= Set exercise =
In the material below, switch "shown above" to "visible above" throughout everything from the line containing "Indicate a point on each instance of the tan" down to the line containing "[(235, 272)]". Return only those lines, with nothing else altered.

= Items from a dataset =

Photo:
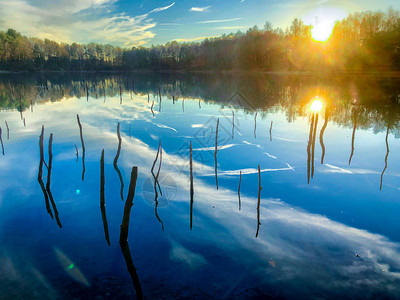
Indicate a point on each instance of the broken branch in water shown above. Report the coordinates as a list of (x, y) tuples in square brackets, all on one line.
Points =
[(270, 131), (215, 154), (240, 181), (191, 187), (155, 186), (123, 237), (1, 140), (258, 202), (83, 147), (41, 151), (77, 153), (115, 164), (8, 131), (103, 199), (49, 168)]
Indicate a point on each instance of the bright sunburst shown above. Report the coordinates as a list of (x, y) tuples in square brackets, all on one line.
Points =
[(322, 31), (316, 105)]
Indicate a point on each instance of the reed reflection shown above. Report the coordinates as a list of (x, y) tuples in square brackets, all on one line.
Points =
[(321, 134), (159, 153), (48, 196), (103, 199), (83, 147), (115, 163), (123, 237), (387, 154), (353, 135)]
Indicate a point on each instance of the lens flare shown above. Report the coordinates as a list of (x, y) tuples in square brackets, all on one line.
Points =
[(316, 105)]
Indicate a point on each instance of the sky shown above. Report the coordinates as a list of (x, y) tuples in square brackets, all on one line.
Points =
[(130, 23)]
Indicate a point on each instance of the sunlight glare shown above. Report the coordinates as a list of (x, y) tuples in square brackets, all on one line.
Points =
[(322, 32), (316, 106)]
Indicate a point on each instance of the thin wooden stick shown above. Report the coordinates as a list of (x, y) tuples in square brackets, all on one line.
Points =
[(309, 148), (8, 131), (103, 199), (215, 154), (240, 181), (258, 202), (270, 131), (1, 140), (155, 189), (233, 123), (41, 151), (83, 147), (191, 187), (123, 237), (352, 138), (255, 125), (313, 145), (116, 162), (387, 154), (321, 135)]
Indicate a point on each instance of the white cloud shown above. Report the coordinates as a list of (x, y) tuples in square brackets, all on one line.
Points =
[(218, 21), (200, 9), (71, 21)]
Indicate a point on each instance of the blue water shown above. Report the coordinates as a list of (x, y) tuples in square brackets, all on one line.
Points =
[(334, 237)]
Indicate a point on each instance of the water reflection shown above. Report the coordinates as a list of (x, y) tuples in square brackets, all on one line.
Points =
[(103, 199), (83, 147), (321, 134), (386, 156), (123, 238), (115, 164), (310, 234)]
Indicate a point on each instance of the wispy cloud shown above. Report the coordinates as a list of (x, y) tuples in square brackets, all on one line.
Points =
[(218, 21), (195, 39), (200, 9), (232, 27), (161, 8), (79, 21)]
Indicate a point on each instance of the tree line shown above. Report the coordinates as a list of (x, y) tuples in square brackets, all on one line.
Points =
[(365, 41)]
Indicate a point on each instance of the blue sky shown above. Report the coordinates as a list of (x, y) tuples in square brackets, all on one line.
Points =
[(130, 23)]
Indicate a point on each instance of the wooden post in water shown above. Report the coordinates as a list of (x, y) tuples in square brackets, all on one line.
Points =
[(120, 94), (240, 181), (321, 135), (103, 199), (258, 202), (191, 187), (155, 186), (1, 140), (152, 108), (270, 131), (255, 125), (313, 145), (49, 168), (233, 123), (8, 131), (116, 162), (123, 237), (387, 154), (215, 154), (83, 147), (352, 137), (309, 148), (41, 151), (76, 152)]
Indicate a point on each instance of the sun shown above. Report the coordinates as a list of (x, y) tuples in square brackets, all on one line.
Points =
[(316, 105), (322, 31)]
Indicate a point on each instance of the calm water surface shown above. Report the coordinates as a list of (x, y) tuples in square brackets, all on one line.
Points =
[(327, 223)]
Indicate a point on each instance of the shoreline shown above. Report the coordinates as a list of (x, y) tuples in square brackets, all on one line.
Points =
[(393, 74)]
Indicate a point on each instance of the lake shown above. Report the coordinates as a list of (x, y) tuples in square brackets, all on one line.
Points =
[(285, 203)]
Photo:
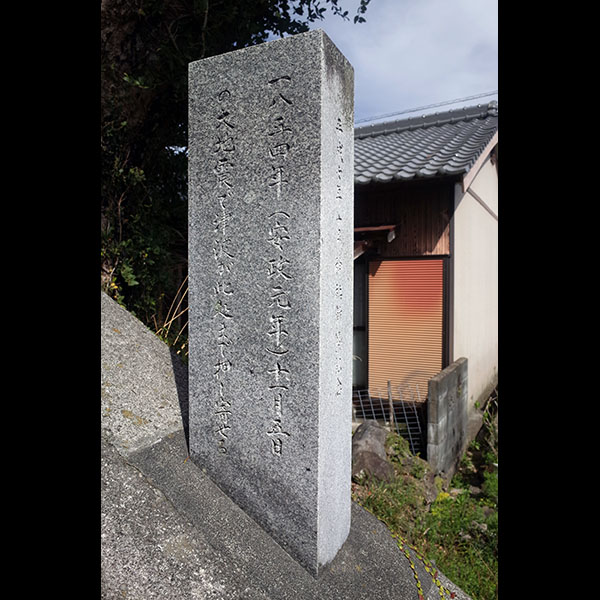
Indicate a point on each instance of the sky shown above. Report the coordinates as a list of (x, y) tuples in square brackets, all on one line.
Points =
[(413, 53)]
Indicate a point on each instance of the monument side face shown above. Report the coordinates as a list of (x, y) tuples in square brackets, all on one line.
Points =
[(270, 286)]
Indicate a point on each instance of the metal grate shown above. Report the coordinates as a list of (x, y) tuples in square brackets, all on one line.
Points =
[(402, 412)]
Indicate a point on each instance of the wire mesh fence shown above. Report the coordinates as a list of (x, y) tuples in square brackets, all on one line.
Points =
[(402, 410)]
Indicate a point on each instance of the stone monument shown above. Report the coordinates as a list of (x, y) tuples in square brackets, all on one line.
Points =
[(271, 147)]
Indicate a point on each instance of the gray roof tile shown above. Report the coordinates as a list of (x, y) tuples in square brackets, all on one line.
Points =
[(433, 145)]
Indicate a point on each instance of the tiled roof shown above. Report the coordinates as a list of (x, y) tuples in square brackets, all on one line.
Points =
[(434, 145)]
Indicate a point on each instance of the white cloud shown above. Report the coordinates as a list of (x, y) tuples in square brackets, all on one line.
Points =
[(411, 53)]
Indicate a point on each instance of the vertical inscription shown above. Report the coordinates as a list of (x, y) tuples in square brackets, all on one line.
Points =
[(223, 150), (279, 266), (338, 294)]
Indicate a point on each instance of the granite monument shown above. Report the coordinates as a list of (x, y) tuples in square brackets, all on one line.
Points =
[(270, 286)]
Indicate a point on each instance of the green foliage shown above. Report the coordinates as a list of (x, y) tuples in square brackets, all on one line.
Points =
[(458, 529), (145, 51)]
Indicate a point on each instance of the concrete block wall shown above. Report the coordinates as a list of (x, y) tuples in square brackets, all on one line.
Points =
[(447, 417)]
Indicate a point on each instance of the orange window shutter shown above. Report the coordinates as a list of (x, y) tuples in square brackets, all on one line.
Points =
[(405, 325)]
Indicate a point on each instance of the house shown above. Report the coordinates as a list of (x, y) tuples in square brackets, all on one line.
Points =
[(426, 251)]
---
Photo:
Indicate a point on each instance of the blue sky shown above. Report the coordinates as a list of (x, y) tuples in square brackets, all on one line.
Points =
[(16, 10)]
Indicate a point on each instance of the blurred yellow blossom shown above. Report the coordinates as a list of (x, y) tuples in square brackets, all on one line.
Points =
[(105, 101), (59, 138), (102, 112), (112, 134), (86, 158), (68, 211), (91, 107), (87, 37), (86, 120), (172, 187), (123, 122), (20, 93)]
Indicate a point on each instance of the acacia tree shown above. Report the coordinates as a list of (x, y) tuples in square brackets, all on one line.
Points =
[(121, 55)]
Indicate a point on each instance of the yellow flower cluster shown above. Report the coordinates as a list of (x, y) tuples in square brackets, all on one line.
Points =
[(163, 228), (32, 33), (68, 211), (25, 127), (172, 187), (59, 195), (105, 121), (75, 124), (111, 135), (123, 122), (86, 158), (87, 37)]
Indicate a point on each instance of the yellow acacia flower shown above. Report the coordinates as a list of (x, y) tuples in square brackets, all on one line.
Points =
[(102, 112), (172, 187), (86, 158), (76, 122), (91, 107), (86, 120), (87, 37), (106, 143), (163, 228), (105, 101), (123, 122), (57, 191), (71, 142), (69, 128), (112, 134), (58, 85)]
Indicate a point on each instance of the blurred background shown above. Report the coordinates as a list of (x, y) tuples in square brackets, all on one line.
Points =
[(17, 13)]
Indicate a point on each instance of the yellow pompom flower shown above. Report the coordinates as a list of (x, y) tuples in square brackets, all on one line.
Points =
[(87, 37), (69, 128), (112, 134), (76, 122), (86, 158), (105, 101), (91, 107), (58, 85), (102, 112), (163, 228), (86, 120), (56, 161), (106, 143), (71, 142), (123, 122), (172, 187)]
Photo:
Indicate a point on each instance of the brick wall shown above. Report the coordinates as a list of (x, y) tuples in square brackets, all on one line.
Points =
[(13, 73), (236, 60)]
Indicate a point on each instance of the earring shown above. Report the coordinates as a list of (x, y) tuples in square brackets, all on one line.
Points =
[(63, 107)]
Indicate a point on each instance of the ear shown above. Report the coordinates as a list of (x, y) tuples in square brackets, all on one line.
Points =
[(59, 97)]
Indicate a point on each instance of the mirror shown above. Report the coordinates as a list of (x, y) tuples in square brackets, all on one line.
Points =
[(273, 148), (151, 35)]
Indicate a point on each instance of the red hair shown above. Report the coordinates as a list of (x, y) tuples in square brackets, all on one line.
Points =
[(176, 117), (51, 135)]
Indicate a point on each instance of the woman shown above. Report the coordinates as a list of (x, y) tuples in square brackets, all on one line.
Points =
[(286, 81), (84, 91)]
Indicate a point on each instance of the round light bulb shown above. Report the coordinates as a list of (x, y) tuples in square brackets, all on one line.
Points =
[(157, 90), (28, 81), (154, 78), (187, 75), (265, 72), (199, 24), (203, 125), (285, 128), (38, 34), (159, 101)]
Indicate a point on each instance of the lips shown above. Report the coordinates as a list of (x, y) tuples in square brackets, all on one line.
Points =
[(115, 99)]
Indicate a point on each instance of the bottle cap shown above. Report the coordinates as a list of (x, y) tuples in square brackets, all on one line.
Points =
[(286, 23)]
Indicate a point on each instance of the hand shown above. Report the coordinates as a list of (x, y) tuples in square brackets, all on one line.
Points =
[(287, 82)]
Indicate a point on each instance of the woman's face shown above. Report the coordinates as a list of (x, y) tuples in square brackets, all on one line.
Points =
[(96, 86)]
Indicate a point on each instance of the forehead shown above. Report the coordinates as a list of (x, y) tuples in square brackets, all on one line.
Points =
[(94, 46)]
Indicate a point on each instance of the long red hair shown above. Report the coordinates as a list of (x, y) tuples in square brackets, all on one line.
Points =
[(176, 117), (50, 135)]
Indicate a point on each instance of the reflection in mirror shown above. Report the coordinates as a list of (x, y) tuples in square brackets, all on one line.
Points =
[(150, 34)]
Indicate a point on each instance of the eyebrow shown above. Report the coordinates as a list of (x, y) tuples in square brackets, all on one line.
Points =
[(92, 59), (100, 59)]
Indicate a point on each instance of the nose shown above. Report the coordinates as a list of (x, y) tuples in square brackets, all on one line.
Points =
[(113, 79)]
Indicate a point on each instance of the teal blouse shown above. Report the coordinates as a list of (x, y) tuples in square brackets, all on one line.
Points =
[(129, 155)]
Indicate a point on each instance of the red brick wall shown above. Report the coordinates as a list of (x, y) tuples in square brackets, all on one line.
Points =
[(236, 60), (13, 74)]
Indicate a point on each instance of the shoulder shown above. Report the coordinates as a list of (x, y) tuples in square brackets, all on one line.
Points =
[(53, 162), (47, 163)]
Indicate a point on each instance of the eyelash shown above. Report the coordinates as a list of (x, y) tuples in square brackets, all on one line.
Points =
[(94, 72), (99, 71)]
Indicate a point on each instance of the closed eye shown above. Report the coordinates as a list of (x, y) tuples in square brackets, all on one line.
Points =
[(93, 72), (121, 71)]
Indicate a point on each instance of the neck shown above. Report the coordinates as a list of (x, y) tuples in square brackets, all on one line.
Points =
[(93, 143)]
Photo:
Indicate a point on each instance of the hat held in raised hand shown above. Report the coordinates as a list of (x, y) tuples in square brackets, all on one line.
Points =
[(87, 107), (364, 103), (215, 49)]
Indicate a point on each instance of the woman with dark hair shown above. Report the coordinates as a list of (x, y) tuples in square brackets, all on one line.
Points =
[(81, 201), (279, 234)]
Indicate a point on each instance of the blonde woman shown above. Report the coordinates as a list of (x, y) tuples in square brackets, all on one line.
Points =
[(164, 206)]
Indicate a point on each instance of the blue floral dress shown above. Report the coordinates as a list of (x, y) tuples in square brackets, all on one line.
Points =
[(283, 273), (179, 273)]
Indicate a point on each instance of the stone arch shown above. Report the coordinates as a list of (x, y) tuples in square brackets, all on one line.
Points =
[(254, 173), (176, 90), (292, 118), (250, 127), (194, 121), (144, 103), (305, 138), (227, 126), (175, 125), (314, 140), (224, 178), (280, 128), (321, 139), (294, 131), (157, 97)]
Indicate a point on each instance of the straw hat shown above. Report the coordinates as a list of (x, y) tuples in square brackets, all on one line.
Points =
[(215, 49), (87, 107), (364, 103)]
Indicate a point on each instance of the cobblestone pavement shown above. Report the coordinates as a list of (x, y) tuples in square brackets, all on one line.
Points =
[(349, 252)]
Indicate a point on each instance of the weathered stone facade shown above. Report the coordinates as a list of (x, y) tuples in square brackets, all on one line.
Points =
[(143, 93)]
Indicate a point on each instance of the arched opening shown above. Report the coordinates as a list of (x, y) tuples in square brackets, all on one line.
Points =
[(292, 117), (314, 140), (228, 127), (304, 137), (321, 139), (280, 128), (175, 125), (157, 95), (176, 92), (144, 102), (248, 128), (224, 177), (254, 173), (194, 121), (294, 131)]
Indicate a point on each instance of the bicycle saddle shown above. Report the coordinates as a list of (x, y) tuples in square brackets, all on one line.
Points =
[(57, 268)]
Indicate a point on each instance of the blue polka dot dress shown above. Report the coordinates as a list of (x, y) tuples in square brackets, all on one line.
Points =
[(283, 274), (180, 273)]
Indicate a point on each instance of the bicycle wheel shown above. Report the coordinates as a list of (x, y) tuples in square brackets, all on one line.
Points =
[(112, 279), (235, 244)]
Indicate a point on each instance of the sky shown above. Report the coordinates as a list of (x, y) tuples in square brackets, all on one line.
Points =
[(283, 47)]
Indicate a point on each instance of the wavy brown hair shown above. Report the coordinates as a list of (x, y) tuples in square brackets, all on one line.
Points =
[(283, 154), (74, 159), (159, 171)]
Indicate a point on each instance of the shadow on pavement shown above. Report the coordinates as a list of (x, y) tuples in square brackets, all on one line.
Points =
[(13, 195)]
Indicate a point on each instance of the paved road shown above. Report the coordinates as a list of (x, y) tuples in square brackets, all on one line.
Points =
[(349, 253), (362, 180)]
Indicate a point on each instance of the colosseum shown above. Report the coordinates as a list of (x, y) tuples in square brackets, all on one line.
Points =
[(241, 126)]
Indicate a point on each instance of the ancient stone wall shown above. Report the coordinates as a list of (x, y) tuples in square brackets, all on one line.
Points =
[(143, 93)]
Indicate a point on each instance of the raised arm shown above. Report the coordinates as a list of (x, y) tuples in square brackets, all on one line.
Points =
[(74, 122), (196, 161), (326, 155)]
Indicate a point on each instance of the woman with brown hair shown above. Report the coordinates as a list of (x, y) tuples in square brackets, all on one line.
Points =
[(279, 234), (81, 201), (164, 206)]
---
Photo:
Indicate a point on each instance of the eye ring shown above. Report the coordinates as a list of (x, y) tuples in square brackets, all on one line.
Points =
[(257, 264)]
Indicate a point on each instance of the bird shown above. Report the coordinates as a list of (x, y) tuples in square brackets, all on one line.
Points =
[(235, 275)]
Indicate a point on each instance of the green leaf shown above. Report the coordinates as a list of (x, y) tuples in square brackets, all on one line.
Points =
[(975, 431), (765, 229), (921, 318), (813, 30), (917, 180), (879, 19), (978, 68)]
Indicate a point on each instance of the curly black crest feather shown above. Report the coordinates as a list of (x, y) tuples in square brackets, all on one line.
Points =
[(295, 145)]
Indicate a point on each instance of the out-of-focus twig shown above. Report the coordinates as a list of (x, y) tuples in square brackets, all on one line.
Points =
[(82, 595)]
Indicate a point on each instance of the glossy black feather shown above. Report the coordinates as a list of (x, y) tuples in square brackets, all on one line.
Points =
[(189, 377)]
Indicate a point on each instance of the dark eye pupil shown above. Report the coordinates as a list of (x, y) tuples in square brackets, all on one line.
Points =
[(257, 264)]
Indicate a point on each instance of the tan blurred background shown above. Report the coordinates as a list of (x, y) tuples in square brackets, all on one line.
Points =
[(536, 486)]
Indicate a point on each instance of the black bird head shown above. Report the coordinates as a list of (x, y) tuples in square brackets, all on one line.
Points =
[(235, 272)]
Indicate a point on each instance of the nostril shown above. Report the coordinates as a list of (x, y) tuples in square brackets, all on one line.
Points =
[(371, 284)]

= Solution =
Indicate a point on each instance of the tan blurred background visible above. Report the coordinates as a list of (x, y) tuples in square brackets, all on one line.
Points =
[(536, 486)]
Indicate a point on each instance of the black bird head visible above. Report the coordinates as a list of (x, y) tuples in square brackets, all on one line.
Points =
[(235, 272)]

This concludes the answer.